EXERCISE BRIEF:
In the records that follow, find the line with "Task: Where can the decorative"; from there, retype every line exactly through the line with "Target: white cloud", which also belongs to the answer.

PROVIDED MATERIAL:
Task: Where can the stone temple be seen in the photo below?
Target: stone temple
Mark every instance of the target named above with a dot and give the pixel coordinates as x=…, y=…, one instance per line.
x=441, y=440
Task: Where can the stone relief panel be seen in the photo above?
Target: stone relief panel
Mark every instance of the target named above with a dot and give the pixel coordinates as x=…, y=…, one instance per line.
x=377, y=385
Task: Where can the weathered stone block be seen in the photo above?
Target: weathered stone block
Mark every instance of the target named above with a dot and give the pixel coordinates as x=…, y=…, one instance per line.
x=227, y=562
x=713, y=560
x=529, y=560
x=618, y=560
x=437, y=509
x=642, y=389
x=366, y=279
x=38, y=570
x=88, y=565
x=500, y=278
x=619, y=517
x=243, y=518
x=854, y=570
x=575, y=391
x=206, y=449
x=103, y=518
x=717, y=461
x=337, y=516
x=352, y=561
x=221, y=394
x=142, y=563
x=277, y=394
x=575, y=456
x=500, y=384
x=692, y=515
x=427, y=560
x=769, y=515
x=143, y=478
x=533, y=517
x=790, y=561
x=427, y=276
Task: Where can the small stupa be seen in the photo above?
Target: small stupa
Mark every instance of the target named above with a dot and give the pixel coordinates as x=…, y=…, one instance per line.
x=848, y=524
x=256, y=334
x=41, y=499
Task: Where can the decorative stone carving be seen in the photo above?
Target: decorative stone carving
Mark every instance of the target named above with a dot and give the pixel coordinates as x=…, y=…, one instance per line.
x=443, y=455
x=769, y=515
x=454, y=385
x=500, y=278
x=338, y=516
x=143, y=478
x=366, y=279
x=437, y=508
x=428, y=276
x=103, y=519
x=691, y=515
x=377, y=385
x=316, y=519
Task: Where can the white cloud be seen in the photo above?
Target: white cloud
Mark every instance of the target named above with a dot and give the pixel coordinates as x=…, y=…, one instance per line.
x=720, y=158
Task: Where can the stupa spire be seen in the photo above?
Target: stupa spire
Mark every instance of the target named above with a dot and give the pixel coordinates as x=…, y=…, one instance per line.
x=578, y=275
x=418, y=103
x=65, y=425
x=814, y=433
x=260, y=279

SOLUTION FOR THIS PROBLEM:
Task: Where can the decorative stone carving be seen in the photo above?
Target: decorative stone carving
Mark every instance of the target named above with a dot and give the pixel coordinates as x=…, y=…, one instance per line.
x=443, y=455
x=769, y=515
x=454, y=385
x=500, y=278
x=338, y=516
x=143, y=478
x=366, y=279
x=437, y=508
x=428, y=276
x=103, y=519
x=691, y=515
x=377, y=385
x=316, y=519
Task: Where can the white cloud be seen in the photo above?
Target: white cloud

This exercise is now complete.